* [Breve esercizio 1] Individua tutte le righe dei dati che contengono la parola "hair" e ricopiale. Tieni conto di maiuscole e minuscole.

Dopo la rivoluzione del 1917 iniziano le persecuzioni, ma Pavel rifiuta di seguire in esilio gli altri intellettuali, per rimanere a fianco della sua gente. Il Partito sfrutta le competenze del “pope-scienziato”, ordinandogli ricerche per l'elettrificazione della Russia, sui minerali, la radioattività, la standardizzazione dei termini tecnici e ben 127 voci dell'Enciclopedia Tecnica. Ma per la dittatura stalinista non è a lungo tollerabile questo “pope oscurantista” che, nonostante i divieti, continua ad andare in giro vestito da prete, parlando, scrivendo e componendo la sua “antropodicea”. Nel 1933 viene definitivamente arrestato e inviato prima in Siberia, dove compie importanti ricerche sul gelo perpetuo, infine nell'infernale lager delle Solovski, dove studia l'estrazione dello iodio dalle alghe marine. Gli ultimi tre anni prima della fucilazione, avvenuta probabilmente nel 1937, sono i più terribili, avvolto dalla brutalità e stupidità umana, dalla menzogna, dal non senso, dal torpore spirituale: “nell'anima ho poca luce”. Nonostante ciò, mantiene la sua fede, la sua visione unitaria del mondo, la sua creatività scientifica. Dal gulag scrive una lunga serie di lettere di amore e incoraggiamento, a sua moglie “Ricordati che i miei figli sono me e che guardando loro sei con me”, e ai suoi figli “Quando avrete un peso nell'animo, guardate le stelle o l'azzurro del cielo … allora la vostra anima troverà la quiete” (Non dimenticatemi); lettere che, nonostante la censura, contengono il suo testamento scientifico e spirituale.

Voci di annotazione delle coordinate
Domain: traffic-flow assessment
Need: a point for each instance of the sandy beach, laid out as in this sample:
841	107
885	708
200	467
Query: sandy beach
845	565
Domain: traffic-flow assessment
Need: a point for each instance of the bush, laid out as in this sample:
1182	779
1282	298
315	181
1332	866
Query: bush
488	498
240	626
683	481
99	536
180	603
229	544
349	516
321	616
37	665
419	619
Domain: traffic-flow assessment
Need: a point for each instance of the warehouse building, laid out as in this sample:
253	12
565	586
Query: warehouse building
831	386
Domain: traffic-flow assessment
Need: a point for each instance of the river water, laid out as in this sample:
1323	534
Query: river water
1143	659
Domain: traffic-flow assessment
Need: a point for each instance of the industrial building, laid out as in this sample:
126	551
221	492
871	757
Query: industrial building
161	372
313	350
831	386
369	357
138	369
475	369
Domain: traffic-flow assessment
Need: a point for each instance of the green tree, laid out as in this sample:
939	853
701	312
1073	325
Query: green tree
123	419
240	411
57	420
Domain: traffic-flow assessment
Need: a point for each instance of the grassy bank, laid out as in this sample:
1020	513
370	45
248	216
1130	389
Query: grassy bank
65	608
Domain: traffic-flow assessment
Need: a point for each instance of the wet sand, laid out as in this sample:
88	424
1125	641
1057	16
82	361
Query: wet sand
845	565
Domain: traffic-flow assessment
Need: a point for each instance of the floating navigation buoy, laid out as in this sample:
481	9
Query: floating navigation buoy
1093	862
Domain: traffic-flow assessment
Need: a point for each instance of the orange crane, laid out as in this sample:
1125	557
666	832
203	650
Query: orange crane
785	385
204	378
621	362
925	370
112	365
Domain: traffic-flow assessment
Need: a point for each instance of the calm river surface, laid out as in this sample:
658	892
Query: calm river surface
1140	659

--

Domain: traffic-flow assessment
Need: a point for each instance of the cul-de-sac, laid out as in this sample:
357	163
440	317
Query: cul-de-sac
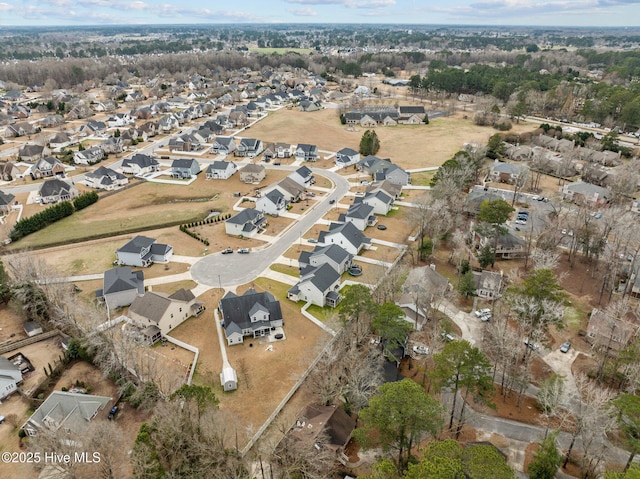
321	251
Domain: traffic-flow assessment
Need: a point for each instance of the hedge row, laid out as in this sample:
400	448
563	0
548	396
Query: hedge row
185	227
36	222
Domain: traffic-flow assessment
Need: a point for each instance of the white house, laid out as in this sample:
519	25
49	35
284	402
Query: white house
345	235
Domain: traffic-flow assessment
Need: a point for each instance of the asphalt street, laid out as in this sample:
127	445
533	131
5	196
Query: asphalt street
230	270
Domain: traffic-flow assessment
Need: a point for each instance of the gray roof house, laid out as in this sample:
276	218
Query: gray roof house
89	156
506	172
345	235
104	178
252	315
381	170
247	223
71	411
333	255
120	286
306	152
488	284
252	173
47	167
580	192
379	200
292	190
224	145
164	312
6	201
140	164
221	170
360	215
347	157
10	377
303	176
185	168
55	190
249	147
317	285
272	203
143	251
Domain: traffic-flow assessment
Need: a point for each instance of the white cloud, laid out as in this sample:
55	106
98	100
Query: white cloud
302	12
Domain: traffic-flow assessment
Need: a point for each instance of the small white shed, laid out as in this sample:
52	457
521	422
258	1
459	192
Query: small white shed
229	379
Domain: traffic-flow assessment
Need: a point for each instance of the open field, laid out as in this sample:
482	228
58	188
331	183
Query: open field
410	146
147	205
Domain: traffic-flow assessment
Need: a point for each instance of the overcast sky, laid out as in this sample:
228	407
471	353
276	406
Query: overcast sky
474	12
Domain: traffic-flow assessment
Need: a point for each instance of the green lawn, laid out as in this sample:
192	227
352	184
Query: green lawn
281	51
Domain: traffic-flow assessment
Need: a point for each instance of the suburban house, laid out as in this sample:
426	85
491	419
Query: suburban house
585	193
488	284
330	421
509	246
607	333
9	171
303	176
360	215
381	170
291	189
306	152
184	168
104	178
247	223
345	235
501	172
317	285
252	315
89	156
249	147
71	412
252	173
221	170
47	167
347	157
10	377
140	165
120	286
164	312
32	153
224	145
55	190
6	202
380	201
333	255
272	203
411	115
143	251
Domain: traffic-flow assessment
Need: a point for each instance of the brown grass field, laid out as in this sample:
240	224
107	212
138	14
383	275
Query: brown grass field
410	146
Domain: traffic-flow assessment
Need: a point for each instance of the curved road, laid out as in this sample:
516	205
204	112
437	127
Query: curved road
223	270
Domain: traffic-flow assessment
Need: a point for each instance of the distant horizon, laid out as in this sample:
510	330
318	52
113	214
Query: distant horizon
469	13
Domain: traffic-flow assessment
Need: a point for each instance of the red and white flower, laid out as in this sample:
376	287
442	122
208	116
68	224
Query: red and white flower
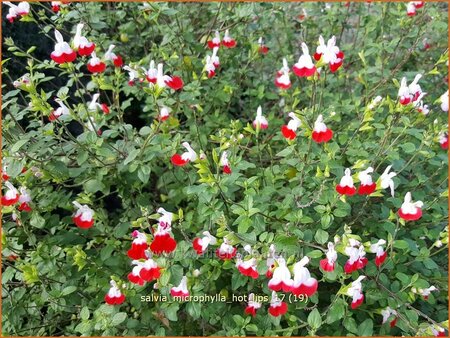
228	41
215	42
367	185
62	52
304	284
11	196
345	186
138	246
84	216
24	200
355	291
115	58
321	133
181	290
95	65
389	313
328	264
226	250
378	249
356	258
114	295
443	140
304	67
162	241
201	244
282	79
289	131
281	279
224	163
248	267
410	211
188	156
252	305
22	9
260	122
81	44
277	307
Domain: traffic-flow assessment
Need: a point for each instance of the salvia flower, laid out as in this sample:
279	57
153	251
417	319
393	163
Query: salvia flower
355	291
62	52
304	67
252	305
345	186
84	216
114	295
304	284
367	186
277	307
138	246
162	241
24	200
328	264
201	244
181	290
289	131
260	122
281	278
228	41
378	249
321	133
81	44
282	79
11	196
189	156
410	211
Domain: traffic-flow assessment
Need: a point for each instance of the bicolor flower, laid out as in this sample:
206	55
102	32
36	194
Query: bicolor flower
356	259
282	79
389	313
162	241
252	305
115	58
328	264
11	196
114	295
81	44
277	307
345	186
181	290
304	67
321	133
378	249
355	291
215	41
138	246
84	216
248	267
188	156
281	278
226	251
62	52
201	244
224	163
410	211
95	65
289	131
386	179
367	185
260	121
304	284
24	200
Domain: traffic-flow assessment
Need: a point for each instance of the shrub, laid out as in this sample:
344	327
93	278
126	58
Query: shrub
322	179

...

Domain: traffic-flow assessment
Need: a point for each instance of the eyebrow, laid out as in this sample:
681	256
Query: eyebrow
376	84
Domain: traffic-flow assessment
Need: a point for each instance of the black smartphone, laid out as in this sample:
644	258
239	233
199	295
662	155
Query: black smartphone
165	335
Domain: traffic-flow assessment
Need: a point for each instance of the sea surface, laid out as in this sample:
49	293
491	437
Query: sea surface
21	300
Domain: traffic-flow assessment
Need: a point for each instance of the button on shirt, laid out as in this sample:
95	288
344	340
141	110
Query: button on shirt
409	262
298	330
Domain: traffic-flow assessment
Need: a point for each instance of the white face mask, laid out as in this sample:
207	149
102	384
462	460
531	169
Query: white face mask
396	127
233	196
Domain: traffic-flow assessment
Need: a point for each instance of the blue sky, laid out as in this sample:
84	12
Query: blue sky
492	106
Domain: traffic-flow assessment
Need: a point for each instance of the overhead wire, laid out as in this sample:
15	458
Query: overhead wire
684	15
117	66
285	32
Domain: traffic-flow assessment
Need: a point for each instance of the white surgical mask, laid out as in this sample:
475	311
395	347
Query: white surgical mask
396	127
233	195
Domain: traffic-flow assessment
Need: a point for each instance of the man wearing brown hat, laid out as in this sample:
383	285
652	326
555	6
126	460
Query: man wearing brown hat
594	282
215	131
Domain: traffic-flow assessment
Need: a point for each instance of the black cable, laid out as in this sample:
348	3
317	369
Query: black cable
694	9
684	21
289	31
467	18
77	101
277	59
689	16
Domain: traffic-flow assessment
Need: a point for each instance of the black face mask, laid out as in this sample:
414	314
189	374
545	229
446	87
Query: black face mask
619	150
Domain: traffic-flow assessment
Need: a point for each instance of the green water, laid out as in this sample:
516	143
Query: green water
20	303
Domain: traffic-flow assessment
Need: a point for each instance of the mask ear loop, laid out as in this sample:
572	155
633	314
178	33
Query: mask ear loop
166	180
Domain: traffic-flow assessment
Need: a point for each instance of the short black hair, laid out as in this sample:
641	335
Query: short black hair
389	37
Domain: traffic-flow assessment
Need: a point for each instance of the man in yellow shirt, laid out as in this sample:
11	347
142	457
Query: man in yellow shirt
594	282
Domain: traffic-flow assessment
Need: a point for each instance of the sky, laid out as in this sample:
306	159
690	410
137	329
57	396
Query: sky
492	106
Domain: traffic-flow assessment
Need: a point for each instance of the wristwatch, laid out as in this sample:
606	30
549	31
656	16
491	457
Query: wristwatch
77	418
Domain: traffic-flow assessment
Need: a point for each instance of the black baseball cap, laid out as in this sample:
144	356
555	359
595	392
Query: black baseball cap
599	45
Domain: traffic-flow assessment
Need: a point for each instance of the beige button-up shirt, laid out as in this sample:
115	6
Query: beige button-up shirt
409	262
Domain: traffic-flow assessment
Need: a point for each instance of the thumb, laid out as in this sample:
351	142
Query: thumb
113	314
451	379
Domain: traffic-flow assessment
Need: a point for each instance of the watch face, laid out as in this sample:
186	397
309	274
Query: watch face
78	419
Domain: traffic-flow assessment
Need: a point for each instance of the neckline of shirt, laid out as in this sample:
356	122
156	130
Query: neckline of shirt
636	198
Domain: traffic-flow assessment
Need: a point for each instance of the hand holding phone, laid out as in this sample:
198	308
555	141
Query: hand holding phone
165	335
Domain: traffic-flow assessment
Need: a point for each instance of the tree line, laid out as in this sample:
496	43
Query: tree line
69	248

* [Breve esercizio 2] Ricopia per intero e senza alcuna modifica il brano su Pavel e i suoi anni di prigionia.

* [Soluzione svolta 1]
Need: a point for each instance of the short black hair, laid out as in this sample:
Query: short black hair

* [Soluzione svolta 2]
Dopo la rivoluzione del 1917 iniziano le persecuzioni, ma Pavel rifiuta di seguire in esilio gli altri intellettuali, per rimanere a fianco della sua gente. Il Partito sfrutta le competenze del “pope-scienziato”, ordinandogli ricerche per l'elettrificazione della Russia, sui minerali, la radioattività, la standardizzazione dei termini tecnici e ben 127 voci dell'Enciclopedia Tecnica. Ma per la dittatura stalinista non è a lungo tollerabile questo “pope oscurantista” che, nonostante i divieti, continua ad andare in giro vestito da prete, parlando, scrivendo e componendo la sua “antropodicea”. Nel 1933 viene definitivamente arrestato e inviato prima in Siberia, dove compie importanti ricerche sul gelo perpetuo, infine nell'infernale lager delle Solovski, dove studia l'estrazione dello iodio dalle alghe marine. Gli ultimi tre anni prima della fucilazione, avvenuta probabilmente nel 1937, sono i più terribili, avvolto dalla brutalità e stupidità umana, dalla menzogna, dal non senso, dal torpore spirituale: “nell'anima ho poca luce”. Nonostante ciò, mantiene la sua fede, la sua visione unitaria del mondo, la sua creatività scientifica. Dal gulag scrive una lunga serie di lettere di amore e incoraggiamento, a sua moglie “Ricordati che i miei figli sono me e che guardando loro sei con me”, e ai suoi figli “Quando avrete un peso nell'animo, guardate le stelle o l'azzurro del cielo … allora la vostra anima troverà la quiete” (Non dimenticatemi); lettere che, nonostante la censura, contengono il suo testamento scientifico e spirituale.